WHAT IS NEEDED: Pick out each line of the records below that contains the word "sleeve", and copy those lines out. Case counts.

TASK INPUT:

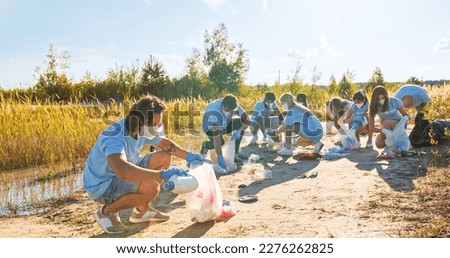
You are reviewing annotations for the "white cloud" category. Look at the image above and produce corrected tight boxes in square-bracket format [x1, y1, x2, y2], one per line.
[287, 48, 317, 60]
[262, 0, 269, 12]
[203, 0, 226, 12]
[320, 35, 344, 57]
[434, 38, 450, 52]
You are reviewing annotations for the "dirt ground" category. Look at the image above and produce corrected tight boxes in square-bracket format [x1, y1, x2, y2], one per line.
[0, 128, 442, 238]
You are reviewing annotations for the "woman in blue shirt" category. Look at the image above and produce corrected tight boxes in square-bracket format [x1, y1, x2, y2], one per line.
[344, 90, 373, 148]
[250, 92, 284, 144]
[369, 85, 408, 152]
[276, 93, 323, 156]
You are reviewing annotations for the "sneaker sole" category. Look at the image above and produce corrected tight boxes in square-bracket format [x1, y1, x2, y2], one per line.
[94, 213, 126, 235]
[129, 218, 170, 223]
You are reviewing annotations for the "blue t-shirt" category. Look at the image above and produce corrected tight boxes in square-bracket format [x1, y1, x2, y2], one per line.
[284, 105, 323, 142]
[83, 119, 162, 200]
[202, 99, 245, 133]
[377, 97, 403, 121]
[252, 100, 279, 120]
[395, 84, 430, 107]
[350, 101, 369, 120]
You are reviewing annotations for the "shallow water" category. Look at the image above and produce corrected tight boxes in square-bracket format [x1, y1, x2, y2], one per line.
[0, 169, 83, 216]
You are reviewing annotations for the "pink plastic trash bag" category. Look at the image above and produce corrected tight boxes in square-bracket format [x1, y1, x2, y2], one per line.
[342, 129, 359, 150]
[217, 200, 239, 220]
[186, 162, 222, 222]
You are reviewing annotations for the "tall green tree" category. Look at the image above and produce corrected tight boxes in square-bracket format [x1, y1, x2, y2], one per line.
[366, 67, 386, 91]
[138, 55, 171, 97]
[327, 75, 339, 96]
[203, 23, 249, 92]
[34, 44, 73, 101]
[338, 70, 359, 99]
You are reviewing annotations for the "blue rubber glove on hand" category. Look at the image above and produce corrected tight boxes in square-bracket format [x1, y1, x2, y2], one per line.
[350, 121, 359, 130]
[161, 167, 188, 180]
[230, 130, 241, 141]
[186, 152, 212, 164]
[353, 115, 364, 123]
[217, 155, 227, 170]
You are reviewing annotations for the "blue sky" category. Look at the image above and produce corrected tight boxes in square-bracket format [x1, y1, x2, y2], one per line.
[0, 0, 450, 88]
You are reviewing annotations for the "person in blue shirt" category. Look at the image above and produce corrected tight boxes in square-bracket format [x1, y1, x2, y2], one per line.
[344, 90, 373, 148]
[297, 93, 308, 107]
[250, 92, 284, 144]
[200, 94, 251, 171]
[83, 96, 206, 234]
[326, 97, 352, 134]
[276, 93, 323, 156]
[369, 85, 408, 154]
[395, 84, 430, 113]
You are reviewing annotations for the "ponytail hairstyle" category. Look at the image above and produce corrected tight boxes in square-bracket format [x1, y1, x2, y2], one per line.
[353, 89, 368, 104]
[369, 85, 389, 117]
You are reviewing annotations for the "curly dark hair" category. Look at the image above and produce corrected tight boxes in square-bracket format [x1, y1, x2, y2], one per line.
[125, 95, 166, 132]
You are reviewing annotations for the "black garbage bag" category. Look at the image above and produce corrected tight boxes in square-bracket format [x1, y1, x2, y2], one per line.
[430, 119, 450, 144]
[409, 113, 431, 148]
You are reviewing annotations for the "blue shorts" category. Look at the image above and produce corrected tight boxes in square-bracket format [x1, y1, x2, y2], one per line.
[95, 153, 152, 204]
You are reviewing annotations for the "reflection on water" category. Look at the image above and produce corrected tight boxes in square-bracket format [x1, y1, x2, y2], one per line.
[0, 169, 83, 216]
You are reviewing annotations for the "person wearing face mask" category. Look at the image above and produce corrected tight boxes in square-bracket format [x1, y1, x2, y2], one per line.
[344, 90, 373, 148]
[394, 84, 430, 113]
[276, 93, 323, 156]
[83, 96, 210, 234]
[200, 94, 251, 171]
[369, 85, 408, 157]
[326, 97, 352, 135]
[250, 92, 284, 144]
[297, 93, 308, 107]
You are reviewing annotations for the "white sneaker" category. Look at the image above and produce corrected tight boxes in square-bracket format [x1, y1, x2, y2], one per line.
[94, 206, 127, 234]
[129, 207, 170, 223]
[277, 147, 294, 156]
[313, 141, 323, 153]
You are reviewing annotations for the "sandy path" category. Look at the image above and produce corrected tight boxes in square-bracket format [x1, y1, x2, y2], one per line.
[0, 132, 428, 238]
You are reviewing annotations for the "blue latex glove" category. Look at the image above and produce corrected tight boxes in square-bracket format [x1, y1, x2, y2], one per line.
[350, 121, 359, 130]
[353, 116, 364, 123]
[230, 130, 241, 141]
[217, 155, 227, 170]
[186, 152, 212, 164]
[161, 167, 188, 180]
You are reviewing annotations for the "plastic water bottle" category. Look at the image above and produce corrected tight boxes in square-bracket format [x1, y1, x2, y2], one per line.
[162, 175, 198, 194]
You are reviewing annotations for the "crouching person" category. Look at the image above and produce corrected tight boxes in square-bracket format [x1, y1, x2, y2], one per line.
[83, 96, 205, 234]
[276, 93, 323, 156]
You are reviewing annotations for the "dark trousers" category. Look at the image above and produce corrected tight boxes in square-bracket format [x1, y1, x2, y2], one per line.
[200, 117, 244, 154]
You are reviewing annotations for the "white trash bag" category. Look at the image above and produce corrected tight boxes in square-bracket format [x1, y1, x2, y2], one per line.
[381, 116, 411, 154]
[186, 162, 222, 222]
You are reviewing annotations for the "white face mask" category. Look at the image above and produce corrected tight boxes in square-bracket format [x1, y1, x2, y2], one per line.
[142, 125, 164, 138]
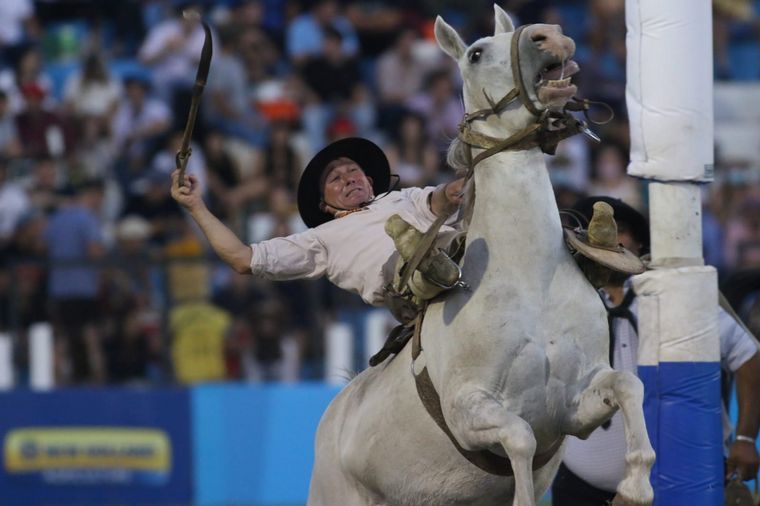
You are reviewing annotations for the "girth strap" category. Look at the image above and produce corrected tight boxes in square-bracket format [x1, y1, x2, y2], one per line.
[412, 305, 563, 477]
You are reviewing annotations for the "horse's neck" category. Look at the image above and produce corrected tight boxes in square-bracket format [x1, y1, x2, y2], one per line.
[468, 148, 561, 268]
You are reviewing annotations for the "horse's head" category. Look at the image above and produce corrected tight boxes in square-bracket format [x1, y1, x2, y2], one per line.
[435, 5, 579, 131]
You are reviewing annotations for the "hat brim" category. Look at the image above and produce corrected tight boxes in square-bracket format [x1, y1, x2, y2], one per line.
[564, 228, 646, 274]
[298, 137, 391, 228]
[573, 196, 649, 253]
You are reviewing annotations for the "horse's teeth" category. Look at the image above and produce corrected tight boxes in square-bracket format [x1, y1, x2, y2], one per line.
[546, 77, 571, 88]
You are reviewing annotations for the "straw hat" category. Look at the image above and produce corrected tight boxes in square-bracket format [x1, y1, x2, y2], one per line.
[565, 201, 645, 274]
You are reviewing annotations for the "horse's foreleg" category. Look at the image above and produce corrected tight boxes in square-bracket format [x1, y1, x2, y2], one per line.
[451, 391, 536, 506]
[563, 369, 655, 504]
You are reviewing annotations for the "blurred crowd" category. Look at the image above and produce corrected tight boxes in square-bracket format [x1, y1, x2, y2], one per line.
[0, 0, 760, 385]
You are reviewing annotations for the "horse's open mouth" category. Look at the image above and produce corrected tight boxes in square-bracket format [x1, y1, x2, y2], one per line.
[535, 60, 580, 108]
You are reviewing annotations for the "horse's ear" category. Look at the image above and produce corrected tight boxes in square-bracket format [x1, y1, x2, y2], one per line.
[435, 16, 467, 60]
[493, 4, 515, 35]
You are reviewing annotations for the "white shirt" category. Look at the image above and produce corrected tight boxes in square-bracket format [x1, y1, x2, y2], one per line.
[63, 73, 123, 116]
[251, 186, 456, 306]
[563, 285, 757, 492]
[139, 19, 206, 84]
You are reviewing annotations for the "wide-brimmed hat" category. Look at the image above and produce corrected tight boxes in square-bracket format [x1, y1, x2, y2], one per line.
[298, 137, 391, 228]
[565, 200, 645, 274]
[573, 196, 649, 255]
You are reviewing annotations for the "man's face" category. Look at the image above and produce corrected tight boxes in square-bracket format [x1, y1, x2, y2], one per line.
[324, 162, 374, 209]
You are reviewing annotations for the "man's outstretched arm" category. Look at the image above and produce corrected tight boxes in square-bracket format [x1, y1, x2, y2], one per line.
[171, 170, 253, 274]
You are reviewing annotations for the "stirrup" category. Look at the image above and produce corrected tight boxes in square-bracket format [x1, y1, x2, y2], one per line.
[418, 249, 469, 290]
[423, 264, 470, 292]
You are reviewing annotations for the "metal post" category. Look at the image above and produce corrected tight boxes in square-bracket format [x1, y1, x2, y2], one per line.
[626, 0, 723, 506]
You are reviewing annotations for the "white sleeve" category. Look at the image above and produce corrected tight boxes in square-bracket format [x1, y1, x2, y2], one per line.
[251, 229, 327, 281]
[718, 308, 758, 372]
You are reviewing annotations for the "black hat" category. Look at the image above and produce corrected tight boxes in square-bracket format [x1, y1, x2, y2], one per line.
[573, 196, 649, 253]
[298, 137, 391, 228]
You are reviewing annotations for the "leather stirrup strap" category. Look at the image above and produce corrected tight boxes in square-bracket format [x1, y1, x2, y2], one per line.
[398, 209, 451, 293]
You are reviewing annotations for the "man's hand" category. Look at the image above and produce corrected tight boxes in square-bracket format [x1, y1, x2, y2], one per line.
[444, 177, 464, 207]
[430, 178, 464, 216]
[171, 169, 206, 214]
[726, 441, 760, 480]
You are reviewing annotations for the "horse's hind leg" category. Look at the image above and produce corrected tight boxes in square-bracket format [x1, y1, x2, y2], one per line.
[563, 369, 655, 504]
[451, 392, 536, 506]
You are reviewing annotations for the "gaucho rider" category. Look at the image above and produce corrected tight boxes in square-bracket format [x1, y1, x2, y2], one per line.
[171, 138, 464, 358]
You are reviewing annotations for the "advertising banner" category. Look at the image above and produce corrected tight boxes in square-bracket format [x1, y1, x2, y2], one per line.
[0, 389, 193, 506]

==

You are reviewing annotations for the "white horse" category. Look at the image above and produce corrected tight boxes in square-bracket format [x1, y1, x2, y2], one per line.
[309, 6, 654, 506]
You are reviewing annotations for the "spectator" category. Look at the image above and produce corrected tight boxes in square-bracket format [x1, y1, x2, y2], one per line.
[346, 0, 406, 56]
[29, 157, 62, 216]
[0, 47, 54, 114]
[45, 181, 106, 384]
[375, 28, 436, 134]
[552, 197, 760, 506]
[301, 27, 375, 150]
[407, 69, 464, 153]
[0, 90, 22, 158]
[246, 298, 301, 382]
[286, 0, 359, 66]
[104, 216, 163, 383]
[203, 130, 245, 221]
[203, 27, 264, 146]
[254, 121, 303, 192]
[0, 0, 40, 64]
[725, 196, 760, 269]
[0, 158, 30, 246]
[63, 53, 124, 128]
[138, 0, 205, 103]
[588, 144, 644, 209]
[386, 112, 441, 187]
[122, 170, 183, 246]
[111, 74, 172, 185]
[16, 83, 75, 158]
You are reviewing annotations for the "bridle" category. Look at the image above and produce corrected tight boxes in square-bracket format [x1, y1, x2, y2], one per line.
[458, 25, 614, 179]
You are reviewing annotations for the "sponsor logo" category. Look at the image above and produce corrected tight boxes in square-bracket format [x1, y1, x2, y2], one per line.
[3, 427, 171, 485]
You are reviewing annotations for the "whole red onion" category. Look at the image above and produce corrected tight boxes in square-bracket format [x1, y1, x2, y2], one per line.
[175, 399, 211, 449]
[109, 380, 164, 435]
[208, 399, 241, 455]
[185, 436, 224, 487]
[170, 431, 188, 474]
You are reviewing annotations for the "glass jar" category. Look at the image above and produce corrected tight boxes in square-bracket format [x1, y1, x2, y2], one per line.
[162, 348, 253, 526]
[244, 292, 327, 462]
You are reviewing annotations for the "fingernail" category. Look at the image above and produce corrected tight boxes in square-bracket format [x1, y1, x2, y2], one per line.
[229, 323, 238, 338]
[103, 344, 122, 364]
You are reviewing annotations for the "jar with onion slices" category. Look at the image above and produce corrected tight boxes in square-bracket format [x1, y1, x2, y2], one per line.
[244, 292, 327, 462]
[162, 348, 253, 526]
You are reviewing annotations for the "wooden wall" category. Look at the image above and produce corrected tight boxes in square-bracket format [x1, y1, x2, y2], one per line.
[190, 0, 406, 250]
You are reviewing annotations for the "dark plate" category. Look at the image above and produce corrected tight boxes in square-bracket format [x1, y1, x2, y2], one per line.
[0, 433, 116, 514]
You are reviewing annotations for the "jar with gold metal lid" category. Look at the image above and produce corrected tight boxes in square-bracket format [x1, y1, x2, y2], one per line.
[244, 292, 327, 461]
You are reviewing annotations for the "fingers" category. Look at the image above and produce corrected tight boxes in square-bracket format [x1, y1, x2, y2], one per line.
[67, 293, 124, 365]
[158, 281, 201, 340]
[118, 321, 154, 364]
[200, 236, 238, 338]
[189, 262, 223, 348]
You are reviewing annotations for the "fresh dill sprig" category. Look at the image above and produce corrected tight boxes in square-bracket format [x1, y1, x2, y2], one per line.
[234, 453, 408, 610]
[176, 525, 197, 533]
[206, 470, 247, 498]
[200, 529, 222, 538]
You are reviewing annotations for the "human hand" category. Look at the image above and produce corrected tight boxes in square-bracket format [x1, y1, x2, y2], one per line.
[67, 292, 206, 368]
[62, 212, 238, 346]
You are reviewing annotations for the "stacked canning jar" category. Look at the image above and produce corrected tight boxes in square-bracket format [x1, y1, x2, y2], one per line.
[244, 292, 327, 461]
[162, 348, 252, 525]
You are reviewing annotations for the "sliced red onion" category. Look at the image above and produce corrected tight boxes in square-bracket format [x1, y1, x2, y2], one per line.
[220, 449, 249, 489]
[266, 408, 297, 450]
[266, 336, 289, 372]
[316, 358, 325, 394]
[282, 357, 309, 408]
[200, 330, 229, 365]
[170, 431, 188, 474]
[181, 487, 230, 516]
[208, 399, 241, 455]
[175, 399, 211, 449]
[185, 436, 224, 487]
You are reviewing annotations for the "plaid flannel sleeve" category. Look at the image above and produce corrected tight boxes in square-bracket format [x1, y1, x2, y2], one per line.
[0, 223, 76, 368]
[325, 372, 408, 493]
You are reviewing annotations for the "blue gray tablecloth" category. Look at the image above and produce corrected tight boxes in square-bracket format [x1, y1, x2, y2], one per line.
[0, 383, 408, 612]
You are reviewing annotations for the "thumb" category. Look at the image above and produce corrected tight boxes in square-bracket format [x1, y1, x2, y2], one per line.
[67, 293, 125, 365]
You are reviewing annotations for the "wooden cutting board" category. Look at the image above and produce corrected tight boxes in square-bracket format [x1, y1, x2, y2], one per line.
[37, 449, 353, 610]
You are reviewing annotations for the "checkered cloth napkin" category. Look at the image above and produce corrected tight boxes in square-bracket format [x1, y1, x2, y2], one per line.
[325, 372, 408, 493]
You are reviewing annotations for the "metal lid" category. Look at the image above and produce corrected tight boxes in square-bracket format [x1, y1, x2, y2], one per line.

...

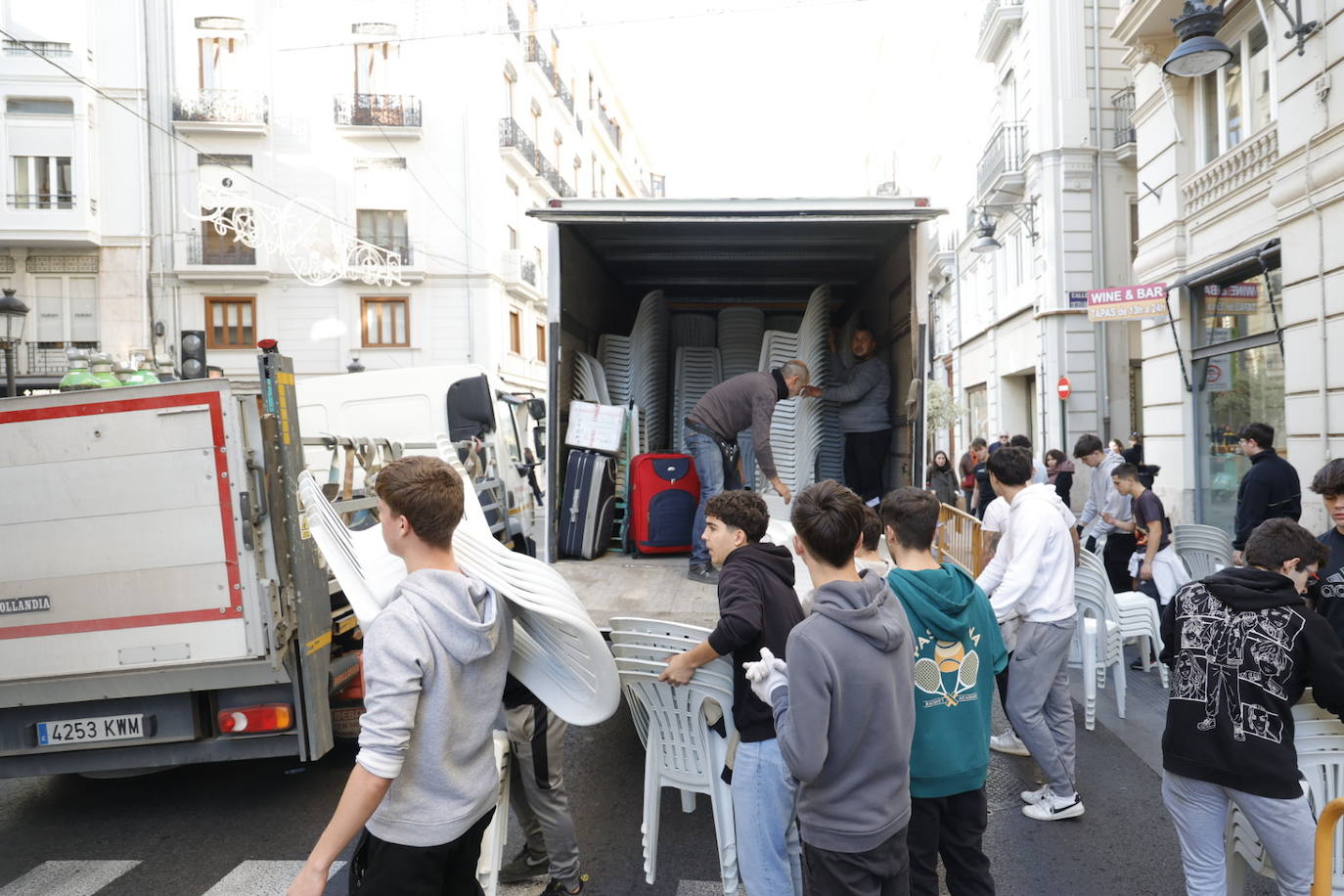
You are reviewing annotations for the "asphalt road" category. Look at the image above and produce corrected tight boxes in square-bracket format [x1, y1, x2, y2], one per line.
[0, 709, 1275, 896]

EXERCISE SOLUTION:
You are reviewing annotations for the "white sleeve" category. Look at the image above and produce corrected tight boxes in square-bracket format [x1, y1, x2, y2], one per line.
You are reviewing annotations for the "plaid flannel sleeve" category. Look at the image above and produce corrected tight boxes in square-bracket format [x1, y1, x2, y2], one per line.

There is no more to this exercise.